**PASSAGE TO READ**:
BEGIN

A typical 4-hour fine-tune on a 4090 costs $1.36. That is the canonical "first production fine-tune" line we cite.
Vast.ai — the budget aggregator
Vast.ai is a marketplace where independent hosts list their GPUs.
Around since 2018, the vastai Python CLI is mature, and every
host carries a reliability score: max_perf, dlperf,
internet_speed, downtime history. You can query offers, sort
by cost-per-hour, and filter to hosts above a reliability
threshold before renting.
- 24GB GPUs: $0.20-$0.45/hr (RTX 3090 / 4090)
- A100 80GB: $0.80-$1.60/hr
Sagewai's Example 45
wraps vastai for batch fine-tunes where price-per-hour matters
more than provisioning latency. The example sets a budget cap and
filters by reliability score so a flaky host does not eat your
training data.
vastai search offers \
'gpu_name=RTX_3090 reliability>0.95 dph<0.30' \
--order dph
A typical 8-hour batch fine-tune on a 3090 costs $1.60-$3.20, typically lower than RunPod for the same work — at the cost of longer provisioning and a slightly higher rate of host issues.

END

**TASK 1**: In the Vast.ai passage, what is the hourly price range for an A100 80GB?
**TASK 2**: Write the next part of the Vast.ai passage, starting after its last sentence.

**DATA UNDER STUDY**:
BEGIN

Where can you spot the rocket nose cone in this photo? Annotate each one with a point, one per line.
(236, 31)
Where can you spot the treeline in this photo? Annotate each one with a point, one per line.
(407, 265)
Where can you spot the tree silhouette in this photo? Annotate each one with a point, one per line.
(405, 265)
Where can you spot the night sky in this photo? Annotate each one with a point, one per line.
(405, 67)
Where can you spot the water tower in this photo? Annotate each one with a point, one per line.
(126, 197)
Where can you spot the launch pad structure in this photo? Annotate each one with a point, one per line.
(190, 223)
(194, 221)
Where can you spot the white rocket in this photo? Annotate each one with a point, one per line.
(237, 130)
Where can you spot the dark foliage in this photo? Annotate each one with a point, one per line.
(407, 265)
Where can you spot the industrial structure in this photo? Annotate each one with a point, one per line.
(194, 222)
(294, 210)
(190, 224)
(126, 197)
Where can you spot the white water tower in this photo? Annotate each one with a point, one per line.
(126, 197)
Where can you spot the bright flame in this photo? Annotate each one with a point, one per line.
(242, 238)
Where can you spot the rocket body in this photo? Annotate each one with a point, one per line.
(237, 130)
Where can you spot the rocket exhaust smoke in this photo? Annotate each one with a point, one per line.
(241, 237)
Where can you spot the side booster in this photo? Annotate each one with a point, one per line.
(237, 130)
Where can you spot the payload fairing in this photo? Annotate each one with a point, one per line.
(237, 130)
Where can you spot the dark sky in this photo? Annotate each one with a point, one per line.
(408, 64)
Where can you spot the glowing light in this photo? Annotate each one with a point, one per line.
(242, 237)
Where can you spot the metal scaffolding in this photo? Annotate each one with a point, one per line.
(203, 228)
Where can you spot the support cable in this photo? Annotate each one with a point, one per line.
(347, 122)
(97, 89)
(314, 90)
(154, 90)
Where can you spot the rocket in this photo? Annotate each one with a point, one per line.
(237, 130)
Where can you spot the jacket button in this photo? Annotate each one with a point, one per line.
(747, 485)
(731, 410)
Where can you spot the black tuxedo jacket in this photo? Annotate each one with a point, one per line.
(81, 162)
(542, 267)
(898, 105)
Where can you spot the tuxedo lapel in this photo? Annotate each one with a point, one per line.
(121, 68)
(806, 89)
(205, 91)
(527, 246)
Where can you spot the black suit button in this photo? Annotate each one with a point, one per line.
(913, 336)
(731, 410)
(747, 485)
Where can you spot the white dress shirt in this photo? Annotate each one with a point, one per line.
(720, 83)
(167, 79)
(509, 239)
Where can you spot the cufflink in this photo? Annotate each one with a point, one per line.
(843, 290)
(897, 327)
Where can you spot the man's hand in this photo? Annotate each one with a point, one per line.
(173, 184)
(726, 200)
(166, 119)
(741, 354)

END

**TASK RESULT 1**: $0.80-$1.60/hr

**TASK RESULT 2**:
Modal — serverless inference
Modal is the production-inference tier. You do not provision a server — you decorate a Python function and Modal provisions on demand:
import modal
app = modal.App("my-fine-tuned-model")
image = modal.Image.debian_slim(python_version="3.11").pip_install("vllm")
@app.function(gpu="A10G", image=image, serialized=True)
def serve(prompt: str) -> str:
# vLLM serves the LoRA loaded at startup
return llm.generate(prompt)
Per-second billing on an A10G is ~$0.0006/sec when warm. Cold-starts are 8-10 seconds (debian_slim image; bigger images cost more on the cold path). Sagewai's Example 48 takes the LoRA produced by Example 47's RunPod fine-tune and wraps it in a Modal serverless function. The full lifecycle: train on RunPod, serve on Modal, integrate into the agent loop.
A serving endpoint that handles ~10K inferences/month typically costs $5-15 in Modal compute, which compares favourably to a dedicated bare-metal rental sitting idle 90% of the time.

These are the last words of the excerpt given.